The adoption of the m-1 sliding window structure is motivated by its ability to capitalize on the overlapping information between consecutive input blocks. It is not only exposed to a broader context of historical data but can also better comprehend temporal patterns and dynamics within the series. In comparison to the m-m structure, where each output is independently influenced by a corresponding input time step, the m-1 structure enables the model to generate predictions that are inherently informed by the entirety of the current input block, thereby enhancing the overall predictive accuracy.

The model was trained in several iterations and tested on the training set, and R² (Coefficient of Determination) and RMSE (Root Mean Square Error) were used as the evaluation metrics of the model’s fitting effectiveness. The combination of hyperparameters with the best performance is found by optimizing the maximum training iterations, batch size, loss function, and other model hyperparameters to maximize R² and minimize RMSE. Grid search (GS) is a systematic hyperparameter tuning method that was used to find the best combination of hyperparameters for LSTM models. Based on measuring 6 sets of electrochromic devices with different concentrations of D₂O added, we evaluated the fit of the system using a combination of R² and RMSE and randomly fabricated one device that was different from the existing experiments for evaluation.

........

WHAT TO PRODUCE: Copy the sliding window passage beginning at "The adoption of" and stopping after "overall predictive accuracy.", and change every "m-1" to "many-to-one". The records are separate material, unrelated to the sliding window passage.

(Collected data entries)
........

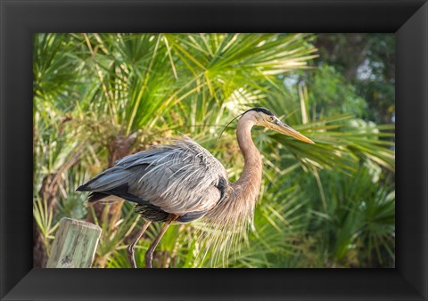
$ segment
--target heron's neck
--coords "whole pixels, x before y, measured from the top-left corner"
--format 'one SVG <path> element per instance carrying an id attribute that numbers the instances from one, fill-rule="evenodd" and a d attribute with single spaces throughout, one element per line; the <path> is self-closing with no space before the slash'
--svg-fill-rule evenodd
<path id="1" fill-rule="evenodd" d="M 251 139 L 251 127 L 254 121 L 251 118 L 243 116 L 238 122 L 236 136 L 239 148 L 243 156 L 244 166 L 241 177 L 234 183 L 237 191 L 245 193 L 249 197 L 257 198 L 260 190 L 262 161 L 259 150 Z M 254 194 L 251 196 L 251 194 Z"/>

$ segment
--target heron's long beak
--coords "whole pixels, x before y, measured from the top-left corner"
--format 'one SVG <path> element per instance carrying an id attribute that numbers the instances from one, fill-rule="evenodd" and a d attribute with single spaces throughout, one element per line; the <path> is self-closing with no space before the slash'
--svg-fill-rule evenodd
<path id="1" fill-rule="evenodd" d="M 287 136 L 292 136 L 293 138 L 296 138 L 307 143 L 315 144 L 315 142 L 312 140 L 301 134 L 295 129 L 290 127 L 289 126 L 282 123 L 279 119 L 270 123 L 269 126 L 270 126 L 269 127 L 272 128 L 273 130 L 279 132 L 281 134 L 286 134 Z"/>

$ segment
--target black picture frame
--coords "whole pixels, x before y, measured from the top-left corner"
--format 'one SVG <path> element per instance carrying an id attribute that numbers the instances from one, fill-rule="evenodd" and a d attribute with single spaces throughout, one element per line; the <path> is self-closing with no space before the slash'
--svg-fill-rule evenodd
<path id="1" fill-rule="evenodd" d="M 1 1 L 2 300 L 428 297 L 428 4 L 422 0 Z M 393 32 L 394 269 L 33 269 L 32 35 Z"/>

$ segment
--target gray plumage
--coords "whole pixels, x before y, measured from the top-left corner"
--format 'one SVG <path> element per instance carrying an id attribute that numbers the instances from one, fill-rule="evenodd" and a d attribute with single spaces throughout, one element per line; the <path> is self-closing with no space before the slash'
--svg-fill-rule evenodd
<path id="1" fill-rule="evenodd" d="M 146 223 L 128 249 L 133 267 L 136 267 L 135 247 L 152 222 L 165 224 L 145 253 L 146 267 L 152 267 L 153 251 L 171 223 L 199 218 L 213 230 L 206 232 L 206 244 L 202 244 L 202 249 L 208 252 L 214 246 L 218 251 L 214 257 L 221 255 L 226 260 L 230 246 L 234 241 L 237 245 L 252 224 L 260 191 L 263 164 L 251 139 L 253 126 L 314 143 L 283 124 L 269 110 L 254 108 L 242 114 L 238 121 L 236 137 L 244 167 L 235 183 L 228 182 L 227 173 L 217 159 L 186 138 L 128 156 L 78 191 L 91 191 L 89 204 L 119 199 L 136 203 L 136 211 L 145 217 Z"/>
<path id="2" fill-rule="evenodd" d="M 125 157 L 78 191 L 92 191 L 89 202 L 109 195 L 135 202 L 142 216 L 155 222 L 165 221 L 168 214 L 190 222 L 216 206 L 226 183 L 221 163 L 185 138 Z"/>

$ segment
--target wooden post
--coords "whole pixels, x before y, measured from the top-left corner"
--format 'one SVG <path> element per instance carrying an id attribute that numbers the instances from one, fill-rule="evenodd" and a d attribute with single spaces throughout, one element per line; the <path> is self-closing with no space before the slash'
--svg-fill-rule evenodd
<path id="1" fill-rule="evenodd" d="M 91 267 L 100 237 L 101 228 L 96 224 L 62 218 L 46 267 Z"/>

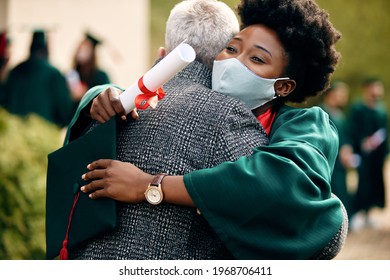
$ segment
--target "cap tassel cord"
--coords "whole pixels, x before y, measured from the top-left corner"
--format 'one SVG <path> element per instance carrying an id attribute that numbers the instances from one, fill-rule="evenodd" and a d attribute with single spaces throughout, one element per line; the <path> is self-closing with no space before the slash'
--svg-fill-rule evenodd
<path id="1" fill-rule="evenodd" d="M 66 229 L 66 234 L 65 234 L 65 239 L 62 242 L 62 248 L 60 251 L 60 260 L 68 260 L 69 259 L 69 254 L 68 254 L 68 239 L 69 239 L 69 231 L 70 231 L 70 225 L 72 223 L 72 218 L 73 218 L 73 212 L 74 209 L 76 208 L 77 201 L 79 200 L 80 197 L 80 191 L 78 191 L 73 200 L 73 206 L 69 214 L 69 222 L 68 222 L 68 228 Z"/>

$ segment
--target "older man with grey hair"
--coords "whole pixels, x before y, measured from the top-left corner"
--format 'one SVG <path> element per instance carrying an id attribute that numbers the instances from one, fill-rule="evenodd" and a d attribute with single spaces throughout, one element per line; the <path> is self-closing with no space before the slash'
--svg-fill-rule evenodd
<path id="1" fill-rule="evenodd" d="M 234 12 L 222 2 L 187 0 L 173 8 L 166 25 L 166 51 L 186 40 L 197 53 L 196 61 L 163 86 L 166 97 L 156 109 L 139 111 L 138 120 L 128 118 L 123 124 L 117 138 L 117 164 L 125 167 L 131 162 L 151 174 L 179 175 L 234 161 L 250 155 L 252 148 L 267 144 L 263 128 L 243 103 L 210 89 L 214 57 L 238 30 Z M 69 127 L 66 143 L 77 138 L 88 123 L 83 108 L 89 108 L 91 102 L 91 115 L 99 122 L 120 113 L 109 108 L 102 117 L 94 111 L 110 104 L 107 101 L 116 90 L 107 85 L 86 94 Z M 233 258 L 195 208 L 148 202 L 118 203 L 117 228 L 73 248 L 70 257 Z"/>

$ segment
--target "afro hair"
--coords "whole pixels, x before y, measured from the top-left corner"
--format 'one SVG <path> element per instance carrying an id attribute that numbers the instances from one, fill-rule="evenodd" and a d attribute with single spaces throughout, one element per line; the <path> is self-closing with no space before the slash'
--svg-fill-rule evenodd
<path id="1" fill-rule="evenodd" d="M 341 57 L 334 45 L 341 34 L 314 0 L 241 0 L 241 29 L 262 24 L 275 30 L 288 58 L 286 76 L 296 89 L 286 101 L 300 103 L 329 86 Z"/>

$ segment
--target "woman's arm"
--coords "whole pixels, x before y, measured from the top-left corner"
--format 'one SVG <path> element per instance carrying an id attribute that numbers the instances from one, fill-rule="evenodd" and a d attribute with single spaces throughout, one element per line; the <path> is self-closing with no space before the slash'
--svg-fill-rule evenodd
<path id="1" fill-rule="evenodd" d="M 143 172 L 131 163 L 101 159 L 88 165 L 82 176 L 91 181 L 81 188 L 90 198 L 112 198 L 126 203 L 145 201 L 145 191 L 154 175 Z M 165 176 L 161 183 L 163 202 L 195 207 L 184 186 L 183 176 Z"/>

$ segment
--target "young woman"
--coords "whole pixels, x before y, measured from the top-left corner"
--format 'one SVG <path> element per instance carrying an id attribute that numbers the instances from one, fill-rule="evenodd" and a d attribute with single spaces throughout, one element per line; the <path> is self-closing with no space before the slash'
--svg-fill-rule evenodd
<path id="1" fill-rule="evenodd" d="M 238 259 L 333 258 L 346 236 L 345 213 L 330 187 L 337 131 L 319 107 L 285 102 L 327 88 L 340 34 L 310 0 L 242 0 L 238 11 L 241 32 L 216 58 L 213 89 L 241 99 L 269 145 L 184 176 L 102 159 L 88 165 L 83 178 L 92 182 L 82 191 L 92 199 L 196 207 Z M 105 106 L 103 112 L 121 113 L 95 101 L 92 117 Z"/>

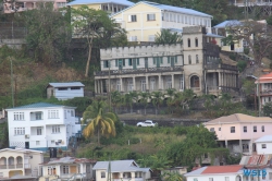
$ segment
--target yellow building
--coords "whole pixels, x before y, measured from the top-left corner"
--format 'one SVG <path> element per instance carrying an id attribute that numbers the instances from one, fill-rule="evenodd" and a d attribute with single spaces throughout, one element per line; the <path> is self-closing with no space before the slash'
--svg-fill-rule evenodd
<path id="1" fill-rule="evenodd" d="M 40 176 L 41 162 L 44 162 L 42 152 L 22 148 L 0 149 L 0 180 L 36 180 Z"/>
<path id="2" fill-rule="evenodd" d="M 90 9 L 103 10 L 113 14 L 134 5 L 134 3 L 127 0 L 75 0 L 67 3 L 67 5 L 75 9 L 81 5 L 88 5 Z"/>
<path id="3" fill-rule="evenodd" d="M 111 16 L 127 32 L 129 41 L 154 41 L 162 28 L 202 25 L 211 33 L 212 16 L 186 8 L 140 1 Z"/>

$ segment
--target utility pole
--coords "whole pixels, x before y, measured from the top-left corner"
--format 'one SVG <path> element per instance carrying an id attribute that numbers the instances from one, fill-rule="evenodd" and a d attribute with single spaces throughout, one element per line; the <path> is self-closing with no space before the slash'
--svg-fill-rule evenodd
<path id="1" fill-rule="evenodd" d="M 11 100 L 12 100 L 12 107 L 14 108 L 14 89 L 13 89 L 13 64 L 12 59 L 9 58 L 11 61 Z"/>
<path id="2" fill-rule="evenodd" d="M 110 111 L 111 111 L 111 62 L 110 60 L 108 60 L 108 67 L 109 67 L 109 89 L 108 89 L 108 94 L 109 94 L 109 106 L 110 106 Z"/>

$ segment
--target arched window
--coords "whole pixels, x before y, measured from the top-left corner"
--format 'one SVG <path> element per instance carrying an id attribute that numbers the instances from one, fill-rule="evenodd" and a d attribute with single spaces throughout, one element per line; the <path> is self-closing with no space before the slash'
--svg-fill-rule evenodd
<path id="1" fill-rule="evenodd" d="M 188 56 L 188 62 L 189 62 L 189 64 L 191 64 L 191 58 L 190 58 L 190 56 Z"/>
<path id="2" fill-rule="evenodd" d="M 190 47 L 190 38 L 188 38 L 188 47 Z"/>
<path id="3" fill-rule="evenodd" d="M 196 44 L 196 47 L 198 47 L 198 39 L 197 38 L 195 39 L 195 44 Z"/>

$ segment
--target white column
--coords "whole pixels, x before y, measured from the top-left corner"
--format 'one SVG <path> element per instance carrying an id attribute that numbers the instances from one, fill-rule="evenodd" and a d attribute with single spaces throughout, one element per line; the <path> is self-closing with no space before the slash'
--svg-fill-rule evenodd
<path id="1" fill-rule="evenodd" d="M 149 90 L 149 82 L 148 82 L 148 76 L 146 76 L 146 89 L 148 89 Z"/>
<path id="2" fill-rule="evenodd" d="M 174 74 L 171 75 L 171 81 L 172 81 L 172 88 L 175 88 L 175 81 L 174 81 Z"/>
<path id="3" fill-rule="evenodd" d="M 133 76 L 133 90 L 136 90 L 135 76 Z"/>

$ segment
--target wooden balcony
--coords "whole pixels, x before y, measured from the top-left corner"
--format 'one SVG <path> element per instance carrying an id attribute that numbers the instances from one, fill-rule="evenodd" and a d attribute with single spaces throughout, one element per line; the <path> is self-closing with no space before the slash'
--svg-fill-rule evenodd
<path id="1" fill-rule="evenodd" d="M 162 67 L 162 68 L 140 68 L 140 69 L 123 69 L 110 71 L 111 75 L 123 74 L 140 74 L 140 73 L 161 73 L 161 72 L 176 72 L 183 71 L 183 67 Z M 109 71 L 95 72 L 96 76 L 109 76 Z"/>

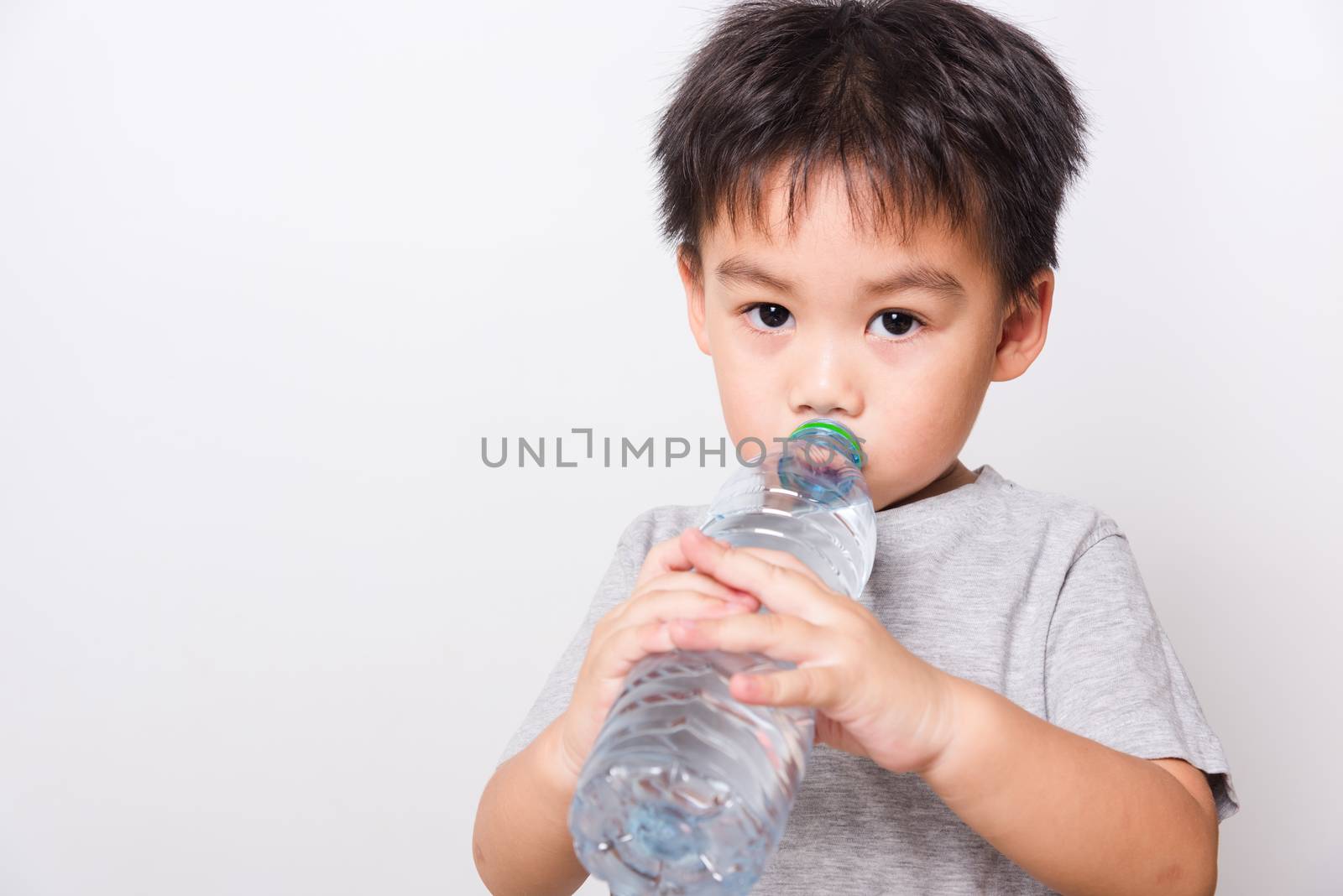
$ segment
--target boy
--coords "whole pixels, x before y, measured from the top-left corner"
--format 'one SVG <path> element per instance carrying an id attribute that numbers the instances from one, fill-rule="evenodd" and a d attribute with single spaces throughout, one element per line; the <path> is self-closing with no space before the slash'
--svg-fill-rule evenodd
<path id="1" fill-rule="evenodd" d="M 493 893 L 582 885 L 579 770 L 672 649 L 790 660 L 732 692 L 818 711 L 753 893 L 1213 892 L 1238 802 L 1127 538 L 956 456 L 1044 347 L 1084 133 L 1039 44 L 975 7 L 727 11 L 657 133 L 690 329 L 735 444 L 815 416 L 865 440 L 876 562 L 850 601 L 705 538 L 705 504 L 634 519 L 482 794 Z"/>

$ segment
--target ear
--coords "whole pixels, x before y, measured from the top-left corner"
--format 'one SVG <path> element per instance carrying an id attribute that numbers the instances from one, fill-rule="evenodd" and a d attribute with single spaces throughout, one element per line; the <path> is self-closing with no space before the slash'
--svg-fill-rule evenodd
<path id="1" fill-rule="evenodd" d="M 690 321 L 690 333 L 694 334 L 694 343 L 700 351 L 712 355 L 709 349 L 709 329 L 704 323 L 704 284 L 694 276 L 686 255 L 692 249 L 681 247 L 676 254 L 677 272 L 681 275 L 681 286 L 685 287 L 685 310 Z"/>
<path id="2" fill-rule="evenodd" d="M 1017 310 L 1002 322 L 994 358 L 992 382 L 1015 380 L 1026 373 L 1045 347 L 1049 313 L 1054 298 L 1054 270 L 1045 267 L 1030 283 L 1034 303 L 1018 302 Z"/>

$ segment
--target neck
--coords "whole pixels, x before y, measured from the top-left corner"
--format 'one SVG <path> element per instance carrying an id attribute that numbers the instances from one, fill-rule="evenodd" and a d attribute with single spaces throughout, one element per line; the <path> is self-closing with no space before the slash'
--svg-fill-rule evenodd
<path id="1" fill-rule="evenodd" d="M 976 479 L 975 473 L 968 467 L 966 467 L 966 464 L 960 463 L 960 459 L 958 457 L 950 467 L 947 467 L 947 469 L 941 472 L 940 476 L 933 479 L 931 483 L 928 483 L 927 486 L 924 486 L 912 495 L 907 495 L 900 500 L 890 502 L 889 504 L 881 507 L 880 510 L 890 510 L 892 507 L 904 507 L 905 504 L 912 504 L 916 500 L 923 500 L 924 498 L 932 498 L 933 495 L 948 492 L 952 488 L 960 488 L 962 486 L 968 486 L 970 483 L 975 482 L 975 479 Z"/>

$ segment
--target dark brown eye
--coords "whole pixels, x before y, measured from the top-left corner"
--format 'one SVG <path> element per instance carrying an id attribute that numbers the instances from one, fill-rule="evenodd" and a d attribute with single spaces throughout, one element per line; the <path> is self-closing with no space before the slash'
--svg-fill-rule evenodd
<path id="1" fill-rule="evenodd" d="M 747 309 L 745 315 L 747 322 L 756 330 L 782 330 L 788 323 L 792 313 L 782 304 L 761 302 Z M 756 321 L 759 321 L 759 325 Z"/>
<path id="2" fill-rule="evenodd" d="M 869 333 L 882 338 L 902 337 L 916 326 L 923 326 L 917 318 L 904 311 L 882 311 L 872 319 Z"/>

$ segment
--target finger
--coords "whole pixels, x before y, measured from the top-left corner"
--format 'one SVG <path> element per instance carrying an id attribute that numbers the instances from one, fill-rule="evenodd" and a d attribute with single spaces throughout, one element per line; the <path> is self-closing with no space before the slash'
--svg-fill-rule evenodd
<path id="1" fill-rule="evenodd" d="M 643 557 L 643 567 L 639 570 L 639 577 L 634 581 L 634 587 L 638 589 L 639 585 L 643 585 L 655 575 L 688 569 L 690 569 L 690 561 L 681 547 L 678 533 L 649 549 L 649 553 Z"/>
<path id="2" fill-rule="evenodd" d="M 724 585 L 760 598 L 771 612 L 825 621 L 841 598 L 796 570 L 776 566 L 740 547 L 725 546 L 700 530 L 681 533 L 681 546 L 694 569 Z"/>
<path id="3" fill-rule="evenodd" d="M 755 609 L 757 609 L 756 605 L 744 601 L 724 601 L 694 590 L 647 592 L 643 597 L 629 601 L 620 614 L 604 620 L 600 629 L 594 628 L 592 642 L 595 647 L 604 645 L 620 632 L 637 629 L 649 622 L 752 613 Z"/>
<path id="4" fill-rule="evenodd" d="M 829 640 L 818 625 L 783 613 L 736 613 L 720 618 L 673 620 L 672 641 L 686 651 L 764 653 L 804 663 L 822 655 Z"/>
<path id="5" fill-rule="evenodd" d="M 803 665 L 764 675 L 733 675 L 728 680 L 728 692 L 743 703 L 825 710 L 838 699 L 837 683 L 838 675 L 833 667 Z"/>
<path id="6" fill-rule="evenodd" d="M 661 575 L 654 575 L 643 583 L 642 589 L 635 589 L 635 596 L 641 592 L 647 593 L 654 590 L 694 590 L 723 600 L 749 600 L 759 605 L 755 594 L 747 594 L 739 589 L 729 587 L 712 575 L 705 575 L 697 570 L 662 573 Z"/>
<path id="7" fill-rule="evenodd" d="M 760 601 L 753 594 L 745 594 L 736 589 L 728 587 L 723 582 L 705 575 L 704 573 L 663 573 L 655 578 L 649 579 L 642 589 L 637 589 L 629 600 L 616 605 L 611 613 L 610 618 L 603 620 L 603 628 L 615 628 L 619 625 L 626 625 L 631 618 L 643 621 L 649 618 L 646 610 L 639 609 L 649 596 L 658 593 L 682 593 L 682 592 L 698 592 L 708 600 L 716 601 L 736 601 L 740 604 L 747 604 L 749 609 L 760 609 Z M 634 616 L 631 617 L 631 612 Z"/>
<path id="8" fill-rule="evenodd" d="M 714 541 L 717 541 L 717 539 L 714 539 Z M 822 587 L 826 586 L 826 583 L 821 581 L 821 577 L 817 575 L 815 570 L 813 570 L 810 566 L 807 566 L 806 563 L 803 563 L 800 559 L 798 559 L 796 557 L 794 557 L 788 551 L 780 551 L 780 550 L 775 550 L 772 547 L 755 547 L 755 546 L 751 546 L 751 547 L 740 547 L 739 546 L 737 550 L 747 551 L 749 554 L 755 554 L 756 557 L 759 557 L 759 558 L 761 558 L 764 561 L 768 561 L 768 562 L 774 563 L 775 566 L 784 566 L 787 569 L 791 569 L 791 570 L 795 570 L 798 573 L 802 573 L 803 575 L 806 575 L 807 578 L 810 578 L 811 581 L 814 581 L 817 585 L 819 585 Z"/>
<path id="9" fill-rule="evenodd" d="M 594 659 L 599 675 L 623 681 L 630 669 L 650 653 L 676 651 L 665 620 L 649 620 L 641 625 L 627 625 L 595 645 Z"/>

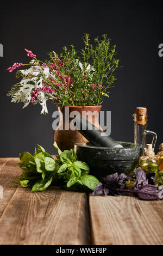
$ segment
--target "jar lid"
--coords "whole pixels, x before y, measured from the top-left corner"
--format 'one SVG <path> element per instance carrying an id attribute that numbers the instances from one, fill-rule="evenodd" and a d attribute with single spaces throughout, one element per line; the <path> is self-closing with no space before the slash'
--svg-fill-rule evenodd
<path id="1" fill-rule="evenodd" d="M 163 143 L 161 143 L 161 145 L 159 145 L 159 149 L 163 150 Z"/>

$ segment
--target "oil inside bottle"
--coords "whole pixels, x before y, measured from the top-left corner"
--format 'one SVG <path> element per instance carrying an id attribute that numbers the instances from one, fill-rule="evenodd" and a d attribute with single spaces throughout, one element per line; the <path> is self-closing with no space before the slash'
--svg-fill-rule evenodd
<path id="1" fill-rule="evenodd" d="M 154 173 L 158 177 L 159 156 L 155 156 L 152 145 L 147 144 L 145 149 L 145 156 L 140 157 L 139 166 L 146 173 Z"/>
<path id="2" fill-rule="evenodd" d="M 159 157 L 159 169 L 161 172 L 163 171 L 163 143 L 161 144 L 159 147 L 160 151 L 158 153 L 158 156 Z"/>

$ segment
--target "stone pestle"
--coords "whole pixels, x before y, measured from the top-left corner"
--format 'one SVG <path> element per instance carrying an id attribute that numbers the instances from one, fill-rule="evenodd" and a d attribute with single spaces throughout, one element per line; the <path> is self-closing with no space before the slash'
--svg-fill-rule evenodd
<path id="1" fill-rule="evenodd" d="M 96 126 L 81 115 L 76 116 L 72 120 L 78 131 L 86 138 L 92 145 L 109 148 L 123 148 L 122 145 L 101 131 Z"/>

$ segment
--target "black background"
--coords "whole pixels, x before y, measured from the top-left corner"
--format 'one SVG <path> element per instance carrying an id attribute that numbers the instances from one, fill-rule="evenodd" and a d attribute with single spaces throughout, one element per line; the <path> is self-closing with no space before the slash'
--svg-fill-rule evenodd
<path id="1" fill-rule="evenodd" d="M 16 157 L 23 151 L 32 153 L 36 144 L 48 152 L 55 152 L 53 143 L 52 113 L 55 105 L 48 102 L 49 114 L 41 115 L 39 105 L 21 109 L 6 94 L 17 82 L 15 71 L 6 69 L 15 62 L 27 63 L 26 48 L 39 59 L 52 50 L 61 52 L 64 45 L 73 44 L 79 50 L 82 36 L 92 39 L 107 33 L 116 45 L 123 68 L 110 89 L 102 110 L 111 111 L 111 136 L 116 140 L 133 141 L 131 117 L 137 106 L 147 108 L 148 130 L 158 136 L 156 152 L 163 142 L 163 57 L 158 45 L 163 43 L 161 1 L 12 1 L 1 2 L 0 43 L 4 57 L 1 65 L 0 157 Z"/>

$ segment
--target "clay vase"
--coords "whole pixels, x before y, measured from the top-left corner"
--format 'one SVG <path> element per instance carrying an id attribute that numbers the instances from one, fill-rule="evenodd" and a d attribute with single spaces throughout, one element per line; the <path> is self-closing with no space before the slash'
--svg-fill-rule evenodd
<path id="1" fill-rule="evenodd" d="M 83 117 L 86 118 L 99 129 L 103 131 L 98 123 L 98 115 L 102 107 L 101 105 L 84 107 L 65 106 L 62 107 L 61 105 L 57 105 L 57 106 L 60 113 L 60 122 L 55 132 L 54 140 L 61 151 L 73 149 L 74 144 L 76 142 L 89 142 L 77 129 L 72 130 L 70 129 L 70 123 L 76 115 L 82 115 Z M 67 107 L 66 110 L 66 107 Z M 67 112 L 68 108 L 69 115 L 72 111 L 77 111 L 78 113 L 77 113 L 77 114 L 72 118 L 70 118 L 70 115 L 68 115 L 67 118 L 67 114 L 65 114 L 66 112 L 66 113 Z M 91 120 L 91 119 L 89 118 L 89 113 L 91 115 L 91 113 L 94 111 L 96 111 L 97 114 L 93 115 Z"/>

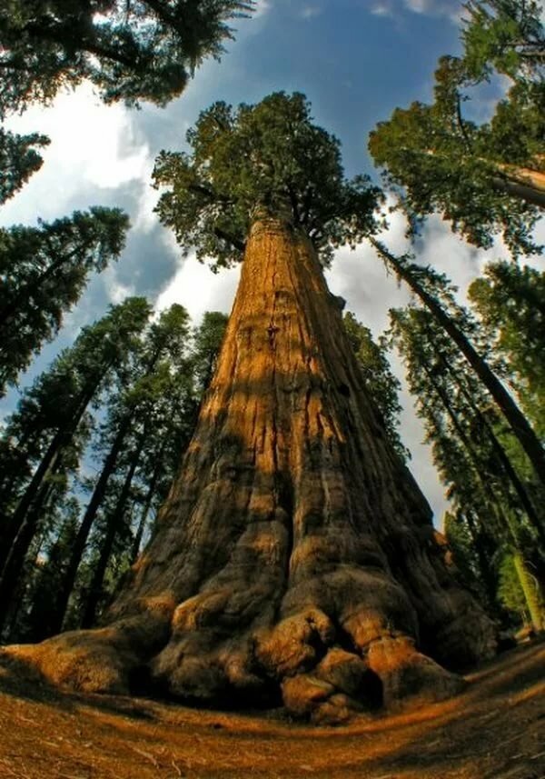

........

WRITTEN ANSWER:
The adoption of the many-to-one sliding window structure is motivated by its ability to capitalize on the overlapping information between consecutive input blocks. It is not only exposed to a broader context of historical data but can also better comprehend temporal patterns and dynamics within the series. In comparison to the m-m structure, where each output is independently influenced by a corresponding input time step, the many-to-one structure enables the model to generate predictions that are inherently informed by the entirety of the current input block, thereby enhancing the overall predictive accuracy.